» The exercise: Repeat all of the material exactly as given.

» Supplied records:
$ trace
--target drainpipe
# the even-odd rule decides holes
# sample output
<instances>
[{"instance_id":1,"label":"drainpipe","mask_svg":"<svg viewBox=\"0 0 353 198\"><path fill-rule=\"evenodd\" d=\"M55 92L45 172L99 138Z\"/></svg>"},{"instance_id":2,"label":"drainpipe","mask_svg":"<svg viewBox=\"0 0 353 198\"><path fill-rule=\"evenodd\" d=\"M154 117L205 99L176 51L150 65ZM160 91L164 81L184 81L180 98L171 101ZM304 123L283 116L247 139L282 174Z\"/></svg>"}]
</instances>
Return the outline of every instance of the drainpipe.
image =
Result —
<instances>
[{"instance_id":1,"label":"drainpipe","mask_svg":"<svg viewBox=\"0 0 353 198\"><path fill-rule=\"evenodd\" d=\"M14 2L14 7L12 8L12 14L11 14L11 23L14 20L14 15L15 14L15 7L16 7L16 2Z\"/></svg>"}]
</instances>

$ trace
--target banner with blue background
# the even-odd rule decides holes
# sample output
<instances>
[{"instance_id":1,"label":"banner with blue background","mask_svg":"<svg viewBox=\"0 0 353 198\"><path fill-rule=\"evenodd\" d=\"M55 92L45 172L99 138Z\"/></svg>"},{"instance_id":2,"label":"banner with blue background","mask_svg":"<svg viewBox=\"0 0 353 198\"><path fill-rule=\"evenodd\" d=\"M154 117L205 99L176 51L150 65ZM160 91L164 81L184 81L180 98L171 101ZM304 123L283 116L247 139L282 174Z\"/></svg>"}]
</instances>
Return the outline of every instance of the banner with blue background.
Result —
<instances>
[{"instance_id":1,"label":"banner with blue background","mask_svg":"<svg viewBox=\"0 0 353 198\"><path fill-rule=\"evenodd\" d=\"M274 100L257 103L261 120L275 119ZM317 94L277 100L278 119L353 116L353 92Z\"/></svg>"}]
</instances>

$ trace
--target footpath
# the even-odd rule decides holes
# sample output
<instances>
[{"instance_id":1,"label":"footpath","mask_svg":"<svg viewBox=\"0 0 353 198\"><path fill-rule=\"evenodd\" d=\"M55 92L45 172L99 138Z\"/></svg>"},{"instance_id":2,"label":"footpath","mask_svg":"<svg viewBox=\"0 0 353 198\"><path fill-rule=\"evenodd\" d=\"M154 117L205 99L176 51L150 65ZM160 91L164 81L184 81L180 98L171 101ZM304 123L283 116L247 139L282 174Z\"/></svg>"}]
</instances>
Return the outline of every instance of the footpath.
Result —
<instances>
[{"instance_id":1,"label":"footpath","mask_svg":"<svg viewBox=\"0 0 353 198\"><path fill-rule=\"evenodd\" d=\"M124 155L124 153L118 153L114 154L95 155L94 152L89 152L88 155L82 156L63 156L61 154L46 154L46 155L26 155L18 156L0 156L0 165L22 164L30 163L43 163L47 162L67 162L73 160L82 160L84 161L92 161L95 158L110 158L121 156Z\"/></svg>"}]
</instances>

» Result for this exercise:
$ trace
--target drainpipe
# the even-odd rule decides holes
# sample output
<instances>
[{"instance_id":1,"label":"drainpipe","mask_svg":"<svg viewBox=\"0 0 353 198\"><path fill-rule=\"evenodd\" d=\"M55 92L45 172L99 138Z\"/></svg>"},{"instance_id":2,"label":"drainpipe","mask_svg":"<svg viewBox=\"0 0 353 198\"><path fill-rule=\"evenodd\" d=\"M154 117L205 99L176 51L150 65ZM160 91L164 81L184 81L180 98L171 101ZM304 123L283 116L247 139L282 174Z\"/></svg>"}]
</instances>
Return the outline of every instance of the drainpipe.
image =
Result —
<instances>
[{"instance_id":1,"label":"drainpipe","mask_svg":"<svg viewBox=\"0 0 353 198\"><path fill-rule=\"evenodd\" d=\"M14 2L14 7L12 8L12 14L11 14L11 23L14 20L14 15L15 14L15 7L16 7L16 2Z\"/></svg>"}]
</instances>

$ trace
--target banner with blue background
# the even-odd rule decides holes
# sample output
<instances>
[{"instance_id":1,"label":"banner with blue background","mask_svg":"<svg viewBox=\"0 0 353 198\"><path fill-rule=\"evenodd\" d=\"M55 92L45 172L99 138Z\"/></svg>"},{"instance_id":2,"label":"banner with blue background","mask_svg":"<svg viewBox=\"0 0 353 198\"><path fill-rule=\"evenodd\" d=\"M154 117L205 99L176 51L150 65ZM160 91L164 81L184 81L180 98L171 101ZM304 123L283 116L247 139L282 174Z\"/></svg>"}]
</instances>
Return the outline of every instance of the banner with blue background.
Result —
<instances>
[{"instance_id":1,"label":"banner with blue background","mask_svg":"<svg viewBox=\"0 0 353 198\"><path fill-rule=\"evenodd\" d=\"M274 100L257 103L261 120L275 119ZM317 94L277 100L278 119L353 116L353 92Z\"/></svg>"}]
</instances>

$ trace
--target footpath
# the even-odd rule decides holes
# sample output
<instances>
[{"instance_id":1,"label":"footpath","mask_svg":"<svg viewBox=\"0 0 353 198\"><path fill-rule=\"evenodd\" d=\"M55 92L45 172L99 138Z\"/></svg>"},{"instance_id":2,"label":"footpath","mask_svg":"<svg viewBox=\"0 0 353 198\"><path fill-rule=\"evenodd\" d=\"M154 117L205 99L176 51L150 65ZM160 91L164 81L184 81L180 98L171 101ZM304 123L283 116L247 139L282 174Z\"/></svg>"}]
</instances>
Return the outline of every instance of the footpath.
Result —
<instances>
[{"instance_id":1,"label":"footpath","mask_svg":"<svg viewBox=\"0 0 353 198\"><path fill-rule=\"evenodd\" d=\"M124 155L124 153L118 153L114 154L95 155L94 152L89 152L88 155L82 156L63 156L61 154L46 154L46 155L26 155L18 156L0 156L0 165L22 164L30 163L43 163L47 162L67 162L73 160L82 160L84 161L92 161L95 158L110 158L121 156Z\"/></svg>"}]
</instances>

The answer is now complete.